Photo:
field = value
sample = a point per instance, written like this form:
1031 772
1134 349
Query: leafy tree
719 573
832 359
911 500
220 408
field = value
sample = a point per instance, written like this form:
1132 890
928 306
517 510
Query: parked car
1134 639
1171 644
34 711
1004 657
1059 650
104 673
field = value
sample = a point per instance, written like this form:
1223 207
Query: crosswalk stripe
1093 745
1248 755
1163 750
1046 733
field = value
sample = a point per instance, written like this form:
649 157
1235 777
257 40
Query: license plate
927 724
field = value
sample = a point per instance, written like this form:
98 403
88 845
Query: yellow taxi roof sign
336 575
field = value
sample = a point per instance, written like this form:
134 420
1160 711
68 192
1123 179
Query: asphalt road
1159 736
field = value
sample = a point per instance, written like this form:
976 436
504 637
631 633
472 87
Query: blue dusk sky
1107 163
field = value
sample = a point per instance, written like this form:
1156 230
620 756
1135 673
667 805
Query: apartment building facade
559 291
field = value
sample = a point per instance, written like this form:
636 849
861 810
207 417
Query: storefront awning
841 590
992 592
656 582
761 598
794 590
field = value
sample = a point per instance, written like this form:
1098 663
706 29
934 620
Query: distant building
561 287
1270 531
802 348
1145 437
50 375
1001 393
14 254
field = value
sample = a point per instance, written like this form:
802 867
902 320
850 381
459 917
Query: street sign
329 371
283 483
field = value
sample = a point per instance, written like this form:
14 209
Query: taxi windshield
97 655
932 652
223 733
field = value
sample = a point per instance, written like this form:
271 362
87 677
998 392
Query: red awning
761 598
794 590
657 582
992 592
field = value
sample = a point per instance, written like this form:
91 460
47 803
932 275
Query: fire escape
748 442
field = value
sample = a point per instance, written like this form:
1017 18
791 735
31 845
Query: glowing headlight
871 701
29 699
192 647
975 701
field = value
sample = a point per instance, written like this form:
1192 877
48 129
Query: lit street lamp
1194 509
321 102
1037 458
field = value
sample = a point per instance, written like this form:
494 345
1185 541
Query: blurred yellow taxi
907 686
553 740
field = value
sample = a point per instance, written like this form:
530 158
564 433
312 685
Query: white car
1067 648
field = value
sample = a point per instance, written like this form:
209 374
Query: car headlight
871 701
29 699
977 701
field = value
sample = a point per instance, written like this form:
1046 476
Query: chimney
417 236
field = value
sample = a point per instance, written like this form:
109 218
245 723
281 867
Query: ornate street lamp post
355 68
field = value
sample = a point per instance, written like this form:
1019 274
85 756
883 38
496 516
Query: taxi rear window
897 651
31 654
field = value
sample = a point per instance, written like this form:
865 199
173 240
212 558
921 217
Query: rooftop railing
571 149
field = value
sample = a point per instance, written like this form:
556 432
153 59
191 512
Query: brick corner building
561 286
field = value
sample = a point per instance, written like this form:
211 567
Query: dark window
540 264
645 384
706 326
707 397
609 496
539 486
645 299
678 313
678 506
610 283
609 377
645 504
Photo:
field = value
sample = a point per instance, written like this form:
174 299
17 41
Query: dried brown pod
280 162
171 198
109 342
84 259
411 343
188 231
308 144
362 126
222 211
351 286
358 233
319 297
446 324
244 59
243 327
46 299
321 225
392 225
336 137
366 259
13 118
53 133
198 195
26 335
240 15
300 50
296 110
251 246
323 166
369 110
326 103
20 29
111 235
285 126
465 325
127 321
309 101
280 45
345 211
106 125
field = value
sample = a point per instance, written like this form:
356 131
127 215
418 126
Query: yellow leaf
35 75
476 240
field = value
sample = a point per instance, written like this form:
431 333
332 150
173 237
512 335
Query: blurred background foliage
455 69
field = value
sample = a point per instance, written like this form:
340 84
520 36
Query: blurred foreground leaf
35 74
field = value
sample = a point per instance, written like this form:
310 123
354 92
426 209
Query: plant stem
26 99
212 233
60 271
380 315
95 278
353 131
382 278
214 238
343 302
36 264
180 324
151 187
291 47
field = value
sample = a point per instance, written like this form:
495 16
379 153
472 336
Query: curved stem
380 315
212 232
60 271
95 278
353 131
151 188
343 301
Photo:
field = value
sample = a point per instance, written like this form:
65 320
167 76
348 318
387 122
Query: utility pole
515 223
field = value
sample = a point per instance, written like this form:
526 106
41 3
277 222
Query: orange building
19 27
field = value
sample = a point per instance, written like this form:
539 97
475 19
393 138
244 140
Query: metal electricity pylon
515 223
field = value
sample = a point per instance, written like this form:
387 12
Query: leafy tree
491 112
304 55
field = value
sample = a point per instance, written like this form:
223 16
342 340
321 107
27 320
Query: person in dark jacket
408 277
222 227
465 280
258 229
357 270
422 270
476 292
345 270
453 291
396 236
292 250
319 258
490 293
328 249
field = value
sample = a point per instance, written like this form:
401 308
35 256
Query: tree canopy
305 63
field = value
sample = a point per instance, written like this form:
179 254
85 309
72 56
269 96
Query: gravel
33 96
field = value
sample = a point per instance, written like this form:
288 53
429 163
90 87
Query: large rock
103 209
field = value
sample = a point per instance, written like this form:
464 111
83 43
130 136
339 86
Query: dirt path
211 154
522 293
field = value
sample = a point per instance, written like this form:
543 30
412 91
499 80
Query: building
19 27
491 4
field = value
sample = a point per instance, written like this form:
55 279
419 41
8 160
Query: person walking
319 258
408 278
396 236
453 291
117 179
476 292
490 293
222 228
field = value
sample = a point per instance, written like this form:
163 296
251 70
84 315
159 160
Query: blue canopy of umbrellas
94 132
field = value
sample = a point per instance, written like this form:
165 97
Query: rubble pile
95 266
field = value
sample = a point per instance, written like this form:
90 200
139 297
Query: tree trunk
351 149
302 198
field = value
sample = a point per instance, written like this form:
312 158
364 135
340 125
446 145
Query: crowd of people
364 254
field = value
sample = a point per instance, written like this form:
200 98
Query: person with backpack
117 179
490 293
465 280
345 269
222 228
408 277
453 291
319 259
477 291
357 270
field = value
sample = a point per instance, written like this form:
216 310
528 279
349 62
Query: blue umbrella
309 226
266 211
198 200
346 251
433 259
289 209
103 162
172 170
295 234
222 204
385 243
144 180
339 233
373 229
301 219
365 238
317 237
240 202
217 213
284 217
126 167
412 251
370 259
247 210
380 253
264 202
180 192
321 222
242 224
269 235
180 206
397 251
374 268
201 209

# # # #

▶ [Problem details] What is needed is an exact copy of every entry above.

▶ [Exercise solution]
Photo:
field = value
sample = a point per instance, written like this form:
1031 772
1134 349
Query: leafy tree
719 573
832 359
911 500
220 408
field = value
sample = a point per instance, written like this form:
1132 890
928 306
517 510
Query: parked car
1134 639
1171 644
34 711
1004 657
1059 650
104 673
field = value
sample = a point per instance, written like this form:
1223 207
Query: crosswalk stripe
1093 745
1248 755
1163 750
1046 733
field = value
sample = a point per instance, written like this form:
649 157
1235 777
257 40
Query: license plate
927 724
field = value
sample = a point per instance, written like this form:
98 403
88 845
Query: yellow taxi roof sign
336 575
field = value
sample = a point per instance, written like this form:
134 420
1160 711
68 192
1123 179
Query: asphalt road
1159 736
field = value
sample = a point per instance, written like this form:
976 436
504 637
631 633
472 87
Query: blue dusk sky
1107 163
field = value
sample = a point per instance, written like this form:
1156 230
620 756
1135 673
667 805
Query: apartment building facade
559 291
field = value
sample = a point per instance, written like this form:
636 849
861 810
207 417
Query: storefront awning
841 590
992 592
656 582
761 598
794 590
field = value
sample = a point per instance, written like this form:
1098 663
706 29
934 620
Query: distant building
561 287
1270 531
802 348
1145 437
50 375
1001 393
14 254
field = value
sample = a point per instance, written like this form:
802 867
902 320
850 381
459 917
Query: street sign
329 371
283 483
field = value
sample = a point per instance, written like this form:
14 209
Query: taxi windshield
97 655
932 652
223 733
field = value
sample = a point per instance, written like this form:
271 362
87 677
998 392
Query: red awning
761 598
794 590
657 582
992 592
field = value
sample = a point per instance, written like this form:
91 460
47 803
932 275
Query: fire escape
748 442
field = value
sample = a point per instance, written like this form:
1017 18
791 735
31 845
Query: glowing headlight
871 701
29 699
192 647
975 701
field = value
sample = a point per instance, written like this form:
1192 877
48 129
Query: lit street lamp
1194 509
321 102
1037 458
field = value
sample = a point per instance, written like this form:
494 345
1185 541
Query: blurred yellow taxi
907 686
553 740
field = value
sample = a point per instance, written like this form:
530 158
564 433
312 685
Query: white car
1067 648
field = value
sample = a point per instance, written like this form:
209 374
Query: car headlight
871 701
29 699
977 701
field = value
sample = a point per instance, written like this form:
1046 476
Query: chimney
417 236
field = value
sample = a point per instance, written like this form:
109 218
245 723
281 867
Query: ornate street lamp post
355 68
field = value
sample = a point per instance, written like this form:
1019 274
85 756
883 38
496 516
Query: taxi rear window
897 651
31 654
field = value
sample = a point per instance, written like this form:
865 199
173 240
212 558
921 217
Query: rooftop railing
571 149
field = value
sample = a point per instance, written like this form:
556 432
153 59
191 512
Query: brick corner building
561 286
field = value
sample = a point per instance, written like this form:
211 567
Query: dark window
540 264
645 384
706 326
707 397
609 496
539 486
645 299
678 313
678 506
610 283
609 377
645 504
Photo:
field = value
sample = a point per instance, written like this form:
174 299
17 41
Query: dried brown pod
280 162
171 198
109 342
84 259
411 343
188 231
308 144
362 126
222 211
351 286
358 233
319 297
446 324
244 59
243 327
46 299
321 225
392 225
336 137
366 259
13 118
53 133
198 195
26 335
240 15
300 50
296 110
251 246
323 166
369 110
326 103
20 29
111 235
285 126
465 325
127 321
309 101
280 45
345 211
106 125
field = value
sample = a point per instance, written like this form:
356 131
127 215
418 126
Query: yellow leaf
35 75
476 240
field = value
sample = a point per instance, written like this form:
431 333
332 150
173 237
512 335
Query: blurred background foliage
455 69
field = value
sample = a point per instance, written like this form:
340 84
520 36
Query: blurred foreground leaf
35 74
field = value
sample = a point per instance, written like this form:
310 123
354 92
426 209
Query: plant stem
26 99
212 233
60 271
380 315
95 278
353 131
382 278
214 238
343 302
36 264
180 324
151 187
291 47
field = value
sample = a point per instance, written like this form:
495 16
379 153
472 336
Query: curved stem
380 315
212 232
60 271
95 278
353 131
151 188
343 301
Photo:
field = value
sample = a point per instance, written like this form:
65 320
167 76
348 318
387 122
Query: utility pole
515 223
field = value
sample = a point per instance, written like this form:
526 106
41 3
277 222
Query: orange building
19 27
field = value
sample = a point per instance, written like this form:
539 97
475 19
393 138
244 140
Query: metal electricity pylon
515 223
field = value
sample = a point per instance, written like this form:
387 12
Query: leafy tree
491 112
304 55
field = value
sample = a point per instance, written like this form:
223 16
342 340
321 107
27 320
Query: person in dark jacket
408 277
222 227
465 280
258 229
357 270
422 270
476 292
345 270
453 291
396 236
292 250
319 258
490 293
328 249
field = value
sample = a point per instance, written like this form:
401 308
35 256
Query: tree canopy
305 63
field = value
sample = a point per instance, written like this form:
179 254
85 309
72 56
269 96
Query: gravel
33 96
field = value
sample = a point per instance, written like this form:
288 53
429 163
90 87
Query: large rock
103 209
field = value
sample = a point per instance, written like this form:
464 111
83 43
130 136
339 86
Query: dirt path
211 154
522 293
field = value
sample = a point per instance, written like this form:
543 30
412 91
499 80
Query: building
19 27
491 4
field = value
sample = a point per instance, written like this form:
55 279
419 41
8 160
Query: person walking
319 258
408 278
396 236
453 291
117 179
476 292
490 293
222 228
field = value
sample = a point per instance, written like this form:
163 296
251 70
84 315
159 160
Query: blue canopy of umbrellas
94 132
field = value
sample = a point per instance, written like this form:
165 97
Query: rubble pile
95 266
field = value
sample = a point per instance, written like this form:
90 200
139 297
Query: tree trunk
351 149
302 198
field = value
sample = a point per instance, written like this form:
312 158
364 135
340 125
446 145
Query: crowd of people
364 254
field = value
sample = a point per instance, written like this form:
200 98
Query: person with backpack
117 179
490 293
465 280
345 269
222 228
408 277
453 291
319 259
477 291
357 270
field = value
sample = a point per instance, written like this form:
216 310
528 279
349 62
Query: blue umbrella
309 226
266 211
198 200
346 251
433 259
289 209
103 162
172 170
295 234
222 204
385 243
144 180
339 233
373 229
301 219
365 238
317 237
240 202
217 213
284 217
126 167
412 251
370 259
247 210
380 253
264 202
180 192
321 222
242 224
269 235
180 206
397 251
374 268
201 209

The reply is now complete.